Find every line in the data below that contains the string "stadium", and copy each of those lines. Case counts.

(Data for bounding box labeling)
+---+

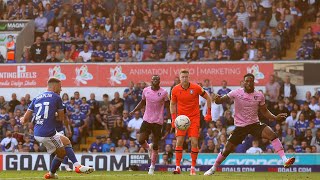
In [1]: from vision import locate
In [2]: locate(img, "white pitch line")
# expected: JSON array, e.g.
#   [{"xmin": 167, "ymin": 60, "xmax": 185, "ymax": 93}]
[{"xmin": 0, "ymin": 173, "xmax": 181, "ymax": 180}]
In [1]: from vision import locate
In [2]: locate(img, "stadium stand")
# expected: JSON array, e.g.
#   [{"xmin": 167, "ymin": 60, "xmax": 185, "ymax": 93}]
[{"xmin": 0, "ymin": 0, "xmax": 320, "ymax": 158}]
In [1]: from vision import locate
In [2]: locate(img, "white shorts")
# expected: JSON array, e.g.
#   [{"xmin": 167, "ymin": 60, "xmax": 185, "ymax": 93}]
[{"xmin": 34, "ymin": 132, "xmax": 63, "ymax": 154}]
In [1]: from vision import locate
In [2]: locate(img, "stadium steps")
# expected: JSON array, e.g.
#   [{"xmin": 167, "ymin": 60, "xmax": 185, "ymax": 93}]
[{"xmin": 283, "ymin": 22, "xmax": 314, "ymax": 60}]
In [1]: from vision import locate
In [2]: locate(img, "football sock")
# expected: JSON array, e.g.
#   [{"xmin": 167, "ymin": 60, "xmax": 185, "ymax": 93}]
[
  {"xmin": 213, "ymin": 153, "xmax": 226, "ymax": 169},
  {"xmin": 191, "ymin": 148, "xmax": 199, "ymax": 167},
  {"xmin": 176, "ymin": 146, "xmax": 183, "ymax": 167},
  {"xmin": 150, "ymin": 150, "xmax": 158, "ymax": 167},
  {"xmin": 62, "ymin": 156, "xmax": 69, "ymax": 166},
  {"xmin": 271, "ymin": 138, "xmax": 288, "ymax": 162},
  {"xmin": 65, "ymin": 144, "xmax": 81, "ymax": 167},
  {"xmin": 50, "ymin": 156, "xmax": 63, "ymax": 175},
  {"xmin": 141, "ymin": 142, "xmax": 149, "ymax": 150}
]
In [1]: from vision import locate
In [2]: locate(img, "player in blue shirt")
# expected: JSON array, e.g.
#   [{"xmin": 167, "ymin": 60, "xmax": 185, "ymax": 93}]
[
  {"xmin": 104, "ymin": 44, "xmax": 116, "ymax": 62},
  {"xmin": 20, "ymin": 78, "xmax": 93, "ymax": 179},
  {"xmin": 312, "ymin": 110, "xmax": 320, "ymax": 129},
  {"xmin": 56, "ymin": 106, "xmax": 72, "ymax": 172}
]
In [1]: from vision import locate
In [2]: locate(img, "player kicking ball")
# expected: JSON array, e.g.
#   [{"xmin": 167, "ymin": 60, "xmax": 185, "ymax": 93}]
[
  {"xmin": 20, "ymin": 78, "xmax": 94, "ymax": 179},
  {"xmin": 170, "ymin": 70, "xmax": 211, "ymax": 175},
  {"xmin": 204, "ymin": 74, "xmax": 295, "ymax": 176},
  {"xmin": 130, "ymin": 75, "xmax": 171, "ymax": 175}
]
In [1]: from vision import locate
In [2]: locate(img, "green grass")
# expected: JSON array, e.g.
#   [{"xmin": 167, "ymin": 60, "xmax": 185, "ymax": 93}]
[{"xmin": 0, "ymin": 171, "xmax": 320, "ymax": 180}]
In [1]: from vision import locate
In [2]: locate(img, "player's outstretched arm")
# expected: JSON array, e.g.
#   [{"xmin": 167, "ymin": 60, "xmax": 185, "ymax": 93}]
[
  {"xmin": 202, "ymin": 91, "xmax": 212, "ymax": 122},
  {"xmin": 129, "ymin": 99, "xmax": 146, "ymax": 116},
  {"xmin": 20, "ymin": 109, "xmax": 32, "ymax": 124},
  {"xmin": 259, "ymin": 104, "xmax": 287, "ymax": 121},
  {"xmin": 161, "ymin": 101, "xmax": 173, "ymax": 140},
  {"xmin": 213, "ymin": 94, "xmax": 230, "ymax": 104}
]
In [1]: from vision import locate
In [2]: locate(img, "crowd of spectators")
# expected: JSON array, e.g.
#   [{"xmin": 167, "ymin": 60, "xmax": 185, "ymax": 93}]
[
  {"xmin": 0, "ymin": 0, "xmax": 319, "ymax": 62},
  {"xmin": 0, "ymin": 75, "xmax": 320, "ymax": 164}
]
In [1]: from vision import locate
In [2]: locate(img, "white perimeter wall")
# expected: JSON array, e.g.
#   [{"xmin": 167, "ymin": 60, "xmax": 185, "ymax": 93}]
[{"xmin": 0, "ymin": 86, "xmax": 319, "ymax": 101}]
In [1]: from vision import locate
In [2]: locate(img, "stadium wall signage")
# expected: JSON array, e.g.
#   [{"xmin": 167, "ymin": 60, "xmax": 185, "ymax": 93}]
[
  {"xmin": 0, "ymin": 21, "xmax": 28, "ymax": 31},
  {"xmin": 139, "ymin": 164, "xmax": 320, "ymax": 173},
  {"xmin": 0, "ymin": 153, "xmax": 320, "ymax": 172},
  {"xmin": 0, "ymin": 63, "xmax": 273, "ymax": 88}
]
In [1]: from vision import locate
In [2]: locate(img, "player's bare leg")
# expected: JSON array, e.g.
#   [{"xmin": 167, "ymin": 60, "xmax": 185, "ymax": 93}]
[
  {"xmin": 44, "ymin": 147, "xmax": 66, "ymax": 179},
  {"xmin": 204, "ymin": 141, "xmax": 236, "ymax": 176},
  {"xmin": 60, "ymin": 136, "xmax": 94, "ymax": 174},
  {"xmin": 190, "ymin": 137, "xmax": 199, "ymax": 175},
  {"xmin": 173, "ymin": 136, "xmax": 184, "ymax": 174},
  {"xmin": 261, "ymin": 126, "xmax": 296, "ymax": 168},
  {"xmin": 139, "ymin": 133, "xmax": 152, "ymax": 159}
]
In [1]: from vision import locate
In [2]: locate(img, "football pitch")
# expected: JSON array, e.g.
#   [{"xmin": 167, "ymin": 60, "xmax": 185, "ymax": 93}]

+---+

**RESPONSE:**
In [2]: locate(img, "stadium stand")
In [2]: locate(img, "stadium steps")
In [2]: locate(img, "stadium wall signage")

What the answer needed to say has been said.